# Check your understanding
1. Answer the following from the pregnancy passage, one line each.
(a) What genetic mutation does the writer have?
(b) How many shirts were on the single rack in Penny's "maternity section"?
(c) How many times each night does the writer have to get up to pee?
2. Continue the pregnancy passage from its final sentence.

Because of a genetic mutation (MTHFR C677T, for the curious), my primary decided to prescribe me Lovenox, an anti-coagulant because this mutation can cause clotting issues and puts me at a 50% chance of miscarriage at that stage (the general population risk is 18%). For me, taking Lovenox meant extremely painful daily injections for two months that left dark purple bruises 2-3 inches across at times. It was extremely good news when I finally was able to see a maternal-fetal physician who specializes in high-risk pregnancies and she let me know I could quit taking Lovenox. Handsome and I cheered “no shot! no shot! no shot!” every night for a week.

A petty example:

Recently I’ve made it to the baby bump stage where none of my pants fit, and finding maternity pants to try on has been … an unreasonably difficult struggle. Target had two pants in my size, neither fit. Kohl’s had one pair, but they were incredibly itchy. I drove almost two hours to visit Macy’s and Penny’s because their websites said they had maternity sections, but the one at Macy’s was completely gone (despite still being on store signage) and Penny’s “maternity section” was a single rack with six shirts on it labeled “clearance.” H&M had a maternity section but all their clothes are made for people shaped like twigs so I nearly had a breakdown in the dressing room after twelve pairs of pants made me feel like a lumpy meatsack. My remaining option was to order a bunch of pants in various sizes online, but I’m going to have to drive the same two hours in order to return all but one or two pairs I decide to keep (if any of them even fit, I am not optimistic).

***

And on top of all of that, I have this niggling worry what I’m feeling isn’t normal, or “right.” When I look down at my growing belly I don’t feel joy or anticipation. Mostly I feel … confused. Even being pregnant for over three months has not been enough to convince me this is real and happening and something worth feeling excited about. If anything I’m just annoyed my feet hurt, I can’t take my migraine medication (hello, headache I’ve had every day for three weeks), and I have to get up three or four times every night to pee.

Usually, planning things is my jam. I am the “research what to buy” queen, and it’s normally a task I revel in. The thought of decorating the nursery, instead of making me giddy and having me pin endless ideas (my typical response to home improvement projects) is filling me with dread. Figuring out what to register for is utterly overwhelming and makes my brain shut off every time I even glance at one of those “registry checklist” articles.

# Excerpted records
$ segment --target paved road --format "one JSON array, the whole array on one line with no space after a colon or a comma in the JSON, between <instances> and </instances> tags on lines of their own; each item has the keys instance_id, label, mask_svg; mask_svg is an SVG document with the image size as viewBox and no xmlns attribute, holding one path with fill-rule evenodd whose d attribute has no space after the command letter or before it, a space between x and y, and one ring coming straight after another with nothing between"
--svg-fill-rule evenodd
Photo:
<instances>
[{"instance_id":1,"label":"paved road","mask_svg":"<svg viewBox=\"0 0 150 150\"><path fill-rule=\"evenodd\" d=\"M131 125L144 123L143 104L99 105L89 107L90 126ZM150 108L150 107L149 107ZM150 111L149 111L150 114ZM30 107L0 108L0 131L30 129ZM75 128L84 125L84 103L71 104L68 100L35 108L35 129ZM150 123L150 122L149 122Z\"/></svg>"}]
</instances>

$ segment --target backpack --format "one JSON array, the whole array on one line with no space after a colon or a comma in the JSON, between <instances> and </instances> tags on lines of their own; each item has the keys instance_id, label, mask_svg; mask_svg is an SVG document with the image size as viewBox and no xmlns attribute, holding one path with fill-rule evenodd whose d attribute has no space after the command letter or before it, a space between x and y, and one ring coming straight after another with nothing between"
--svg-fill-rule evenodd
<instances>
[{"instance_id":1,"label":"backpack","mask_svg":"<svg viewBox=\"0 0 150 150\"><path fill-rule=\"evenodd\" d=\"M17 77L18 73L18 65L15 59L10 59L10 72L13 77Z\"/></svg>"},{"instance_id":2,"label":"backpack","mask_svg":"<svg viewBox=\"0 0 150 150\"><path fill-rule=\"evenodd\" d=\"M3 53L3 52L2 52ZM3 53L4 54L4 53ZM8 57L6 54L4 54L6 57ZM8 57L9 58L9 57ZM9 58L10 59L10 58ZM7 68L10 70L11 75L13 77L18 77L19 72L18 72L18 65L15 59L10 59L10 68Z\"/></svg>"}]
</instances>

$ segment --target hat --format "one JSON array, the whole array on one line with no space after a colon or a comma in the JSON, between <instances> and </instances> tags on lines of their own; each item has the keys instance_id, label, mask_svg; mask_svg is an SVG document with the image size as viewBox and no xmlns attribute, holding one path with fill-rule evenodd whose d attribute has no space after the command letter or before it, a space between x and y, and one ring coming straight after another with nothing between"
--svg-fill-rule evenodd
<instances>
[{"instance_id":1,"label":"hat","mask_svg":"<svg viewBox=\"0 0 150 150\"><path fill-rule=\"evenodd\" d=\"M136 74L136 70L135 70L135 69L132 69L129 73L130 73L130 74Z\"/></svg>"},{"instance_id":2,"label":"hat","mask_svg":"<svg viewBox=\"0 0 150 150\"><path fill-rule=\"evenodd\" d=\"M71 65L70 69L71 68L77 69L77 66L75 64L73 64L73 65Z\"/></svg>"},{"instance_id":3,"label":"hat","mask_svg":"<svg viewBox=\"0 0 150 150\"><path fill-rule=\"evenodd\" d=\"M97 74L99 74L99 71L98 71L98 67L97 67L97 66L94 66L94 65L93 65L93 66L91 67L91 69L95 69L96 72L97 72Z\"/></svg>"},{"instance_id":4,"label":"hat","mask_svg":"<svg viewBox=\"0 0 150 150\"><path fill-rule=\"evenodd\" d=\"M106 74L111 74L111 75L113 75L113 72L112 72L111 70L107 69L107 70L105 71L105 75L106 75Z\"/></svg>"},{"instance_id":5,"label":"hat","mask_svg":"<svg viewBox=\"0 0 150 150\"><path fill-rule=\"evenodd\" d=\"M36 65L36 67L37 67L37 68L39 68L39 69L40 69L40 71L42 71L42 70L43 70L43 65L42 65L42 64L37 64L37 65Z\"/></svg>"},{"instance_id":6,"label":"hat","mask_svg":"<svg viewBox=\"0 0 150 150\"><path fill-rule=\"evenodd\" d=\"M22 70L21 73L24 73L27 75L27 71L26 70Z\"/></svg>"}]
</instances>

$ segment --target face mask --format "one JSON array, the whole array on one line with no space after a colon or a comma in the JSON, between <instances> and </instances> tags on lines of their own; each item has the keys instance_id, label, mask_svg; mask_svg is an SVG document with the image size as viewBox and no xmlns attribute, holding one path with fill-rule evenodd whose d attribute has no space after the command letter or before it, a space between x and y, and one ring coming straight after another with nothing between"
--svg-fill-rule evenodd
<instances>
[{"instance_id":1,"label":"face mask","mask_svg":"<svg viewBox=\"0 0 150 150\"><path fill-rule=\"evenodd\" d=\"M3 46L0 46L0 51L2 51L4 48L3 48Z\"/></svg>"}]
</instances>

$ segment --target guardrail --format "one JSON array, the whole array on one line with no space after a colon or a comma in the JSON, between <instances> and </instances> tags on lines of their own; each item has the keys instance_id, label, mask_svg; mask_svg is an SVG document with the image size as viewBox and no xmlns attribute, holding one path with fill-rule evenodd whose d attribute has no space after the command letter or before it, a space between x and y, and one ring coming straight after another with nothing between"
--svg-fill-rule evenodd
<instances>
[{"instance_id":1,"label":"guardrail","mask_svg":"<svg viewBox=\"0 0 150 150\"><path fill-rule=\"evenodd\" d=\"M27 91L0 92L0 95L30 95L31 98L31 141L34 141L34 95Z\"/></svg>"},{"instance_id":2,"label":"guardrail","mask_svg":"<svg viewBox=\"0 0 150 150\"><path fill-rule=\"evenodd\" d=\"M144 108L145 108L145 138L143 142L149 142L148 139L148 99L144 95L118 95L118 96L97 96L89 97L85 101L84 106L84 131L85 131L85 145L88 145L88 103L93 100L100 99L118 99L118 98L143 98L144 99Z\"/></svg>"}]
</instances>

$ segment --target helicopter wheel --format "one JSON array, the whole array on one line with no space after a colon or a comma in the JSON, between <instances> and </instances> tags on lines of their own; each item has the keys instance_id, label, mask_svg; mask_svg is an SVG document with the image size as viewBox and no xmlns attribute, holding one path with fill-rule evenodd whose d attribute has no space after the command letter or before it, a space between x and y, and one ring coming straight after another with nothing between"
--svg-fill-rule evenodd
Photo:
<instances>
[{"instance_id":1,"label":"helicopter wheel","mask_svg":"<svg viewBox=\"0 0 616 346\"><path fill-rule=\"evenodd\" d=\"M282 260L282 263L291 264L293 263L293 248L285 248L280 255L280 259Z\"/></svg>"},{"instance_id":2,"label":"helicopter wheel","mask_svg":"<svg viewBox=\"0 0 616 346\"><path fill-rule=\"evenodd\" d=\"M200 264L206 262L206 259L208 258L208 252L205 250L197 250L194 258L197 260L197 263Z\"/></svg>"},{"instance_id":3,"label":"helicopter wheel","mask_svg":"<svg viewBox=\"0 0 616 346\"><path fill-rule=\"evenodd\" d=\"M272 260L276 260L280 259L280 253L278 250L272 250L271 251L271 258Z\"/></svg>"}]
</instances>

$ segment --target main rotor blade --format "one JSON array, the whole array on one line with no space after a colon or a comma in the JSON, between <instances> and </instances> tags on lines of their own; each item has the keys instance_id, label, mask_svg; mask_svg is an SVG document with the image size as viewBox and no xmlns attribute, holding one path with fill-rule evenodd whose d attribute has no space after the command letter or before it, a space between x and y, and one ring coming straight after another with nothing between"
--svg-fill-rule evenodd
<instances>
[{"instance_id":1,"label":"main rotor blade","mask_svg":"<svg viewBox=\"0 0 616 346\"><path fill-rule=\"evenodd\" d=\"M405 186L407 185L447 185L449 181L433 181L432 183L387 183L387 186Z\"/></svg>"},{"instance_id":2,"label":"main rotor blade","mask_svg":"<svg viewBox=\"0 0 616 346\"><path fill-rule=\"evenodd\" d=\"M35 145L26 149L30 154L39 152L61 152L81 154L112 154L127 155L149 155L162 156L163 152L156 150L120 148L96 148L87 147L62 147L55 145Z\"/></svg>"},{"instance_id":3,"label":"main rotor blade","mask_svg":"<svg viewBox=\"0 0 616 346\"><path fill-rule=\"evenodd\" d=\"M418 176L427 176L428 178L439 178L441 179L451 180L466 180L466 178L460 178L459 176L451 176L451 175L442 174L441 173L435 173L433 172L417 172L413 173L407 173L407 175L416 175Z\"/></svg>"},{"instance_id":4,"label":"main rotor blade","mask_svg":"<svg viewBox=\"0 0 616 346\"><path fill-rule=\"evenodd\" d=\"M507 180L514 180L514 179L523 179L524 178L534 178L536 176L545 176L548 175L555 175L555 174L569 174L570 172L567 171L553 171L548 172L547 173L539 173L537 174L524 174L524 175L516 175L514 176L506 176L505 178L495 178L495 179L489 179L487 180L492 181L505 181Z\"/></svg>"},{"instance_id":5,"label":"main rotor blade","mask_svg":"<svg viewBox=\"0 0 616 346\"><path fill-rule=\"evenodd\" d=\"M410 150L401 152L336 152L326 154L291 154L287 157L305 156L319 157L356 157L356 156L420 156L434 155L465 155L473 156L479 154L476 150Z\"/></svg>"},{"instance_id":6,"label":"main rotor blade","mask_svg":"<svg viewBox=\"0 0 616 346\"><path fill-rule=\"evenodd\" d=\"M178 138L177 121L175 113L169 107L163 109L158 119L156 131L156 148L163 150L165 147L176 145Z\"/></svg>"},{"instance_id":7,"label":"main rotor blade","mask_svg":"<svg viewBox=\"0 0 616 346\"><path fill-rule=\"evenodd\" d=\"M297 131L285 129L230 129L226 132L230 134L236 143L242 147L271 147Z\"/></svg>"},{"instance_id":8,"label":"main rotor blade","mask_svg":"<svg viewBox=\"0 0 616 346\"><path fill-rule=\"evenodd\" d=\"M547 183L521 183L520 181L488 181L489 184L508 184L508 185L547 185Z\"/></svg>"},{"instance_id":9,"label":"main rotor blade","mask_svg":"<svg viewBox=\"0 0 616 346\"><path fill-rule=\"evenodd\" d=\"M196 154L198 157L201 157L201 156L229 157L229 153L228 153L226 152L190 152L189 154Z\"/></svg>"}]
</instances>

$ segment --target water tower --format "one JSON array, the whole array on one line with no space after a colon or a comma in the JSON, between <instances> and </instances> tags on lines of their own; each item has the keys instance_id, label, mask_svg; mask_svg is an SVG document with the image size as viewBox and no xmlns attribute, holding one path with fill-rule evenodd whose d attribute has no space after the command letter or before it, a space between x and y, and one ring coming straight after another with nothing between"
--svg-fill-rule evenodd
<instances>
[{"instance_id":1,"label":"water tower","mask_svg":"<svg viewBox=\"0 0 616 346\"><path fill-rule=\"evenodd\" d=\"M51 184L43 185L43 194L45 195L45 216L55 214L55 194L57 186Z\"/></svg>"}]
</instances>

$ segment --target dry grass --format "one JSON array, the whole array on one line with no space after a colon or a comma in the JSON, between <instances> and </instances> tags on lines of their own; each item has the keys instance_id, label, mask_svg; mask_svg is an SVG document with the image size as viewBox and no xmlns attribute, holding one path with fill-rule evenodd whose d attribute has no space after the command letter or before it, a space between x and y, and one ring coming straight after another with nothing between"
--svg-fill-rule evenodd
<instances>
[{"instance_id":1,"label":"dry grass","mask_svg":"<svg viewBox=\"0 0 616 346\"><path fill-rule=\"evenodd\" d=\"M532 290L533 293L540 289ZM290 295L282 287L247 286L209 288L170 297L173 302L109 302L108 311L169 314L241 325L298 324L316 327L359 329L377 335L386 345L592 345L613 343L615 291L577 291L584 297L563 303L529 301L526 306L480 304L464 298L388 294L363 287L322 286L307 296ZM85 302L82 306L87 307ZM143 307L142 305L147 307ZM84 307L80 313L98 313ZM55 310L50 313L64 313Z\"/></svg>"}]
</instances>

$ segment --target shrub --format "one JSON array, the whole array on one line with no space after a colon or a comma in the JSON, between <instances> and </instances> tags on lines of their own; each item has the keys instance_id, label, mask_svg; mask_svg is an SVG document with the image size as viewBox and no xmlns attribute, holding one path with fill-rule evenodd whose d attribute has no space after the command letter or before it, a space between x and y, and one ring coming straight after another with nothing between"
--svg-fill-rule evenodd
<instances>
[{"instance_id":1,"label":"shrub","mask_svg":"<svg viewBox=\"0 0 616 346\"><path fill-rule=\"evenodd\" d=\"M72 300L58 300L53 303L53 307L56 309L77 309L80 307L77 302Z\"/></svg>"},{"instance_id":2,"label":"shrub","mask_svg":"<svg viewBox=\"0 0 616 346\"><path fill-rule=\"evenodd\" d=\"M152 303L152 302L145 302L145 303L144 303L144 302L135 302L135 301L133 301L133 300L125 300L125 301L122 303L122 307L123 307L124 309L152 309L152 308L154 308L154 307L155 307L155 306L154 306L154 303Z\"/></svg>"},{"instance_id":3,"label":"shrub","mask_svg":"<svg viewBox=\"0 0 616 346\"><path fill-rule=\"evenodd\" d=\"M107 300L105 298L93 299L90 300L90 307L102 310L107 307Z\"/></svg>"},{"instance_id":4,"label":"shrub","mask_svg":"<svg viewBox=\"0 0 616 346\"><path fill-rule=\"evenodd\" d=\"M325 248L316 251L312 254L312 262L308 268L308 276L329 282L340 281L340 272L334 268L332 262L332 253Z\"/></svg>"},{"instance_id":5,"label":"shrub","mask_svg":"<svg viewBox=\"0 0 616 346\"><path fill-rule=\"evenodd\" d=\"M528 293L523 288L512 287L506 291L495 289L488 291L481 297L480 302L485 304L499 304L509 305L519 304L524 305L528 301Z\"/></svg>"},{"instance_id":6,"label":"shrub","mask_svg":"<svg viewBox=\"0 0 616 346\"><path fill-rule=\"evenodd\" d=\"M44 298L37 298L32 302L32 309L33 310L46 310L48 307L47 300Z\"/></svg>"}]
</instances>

# Per-task outputs
1.
(a) MTHFR C677T
(b) Six
(c) Three or four

2.
My therapist keeps telling me I can’t legislate my feelings — I can’t decide what emotions are “correct” or “appropriate” to feel and then allow only those feelings and banish all the others. My feelings exist, they’re there, and I have to deal with them as they are instead of insisting they be something different.

I don’t want to feel frustrated, annoyed, confused, or at best ambivalent. I want to feel happy– I want to be reveling in the anticipation. I feel like I should have the second trimester pregnancy “glow” and all I know is people congratulating me makes me feel an emotion I can’t name. Embarrassment? Resentment? I want to disappear? There have even been moments, when I’m particularly exhausted and my back has hurt so bad that day I can’t really move around, where I’ve felt regret and I’m filled with shame. We were actively trying to get pregnant for years and I feel regret? Over a decision I consciously re-made every time I had sex? I hate that in conversations with acquaintances and friends I feel like I’m constantly faking it. Good news: I’m pregnant! Except it doesn’t feel like good news, just … news.

I’m doing everything I’m supposed to. I’m taking my prenatals, I’m trying to eat well and drink enough water. I’m going through all the motions– making appointments with chiropractors, getting routine bloodwork done, putting lotion on my belly. But now the recommendations are all things like “talk to your baby! you and your partner can read books out loud!” and I’m still struggling not to refer to the eventual person growing inside me as “it.”

This isn’t the pregnancy announcement I wanted to write. But it’s an honest one.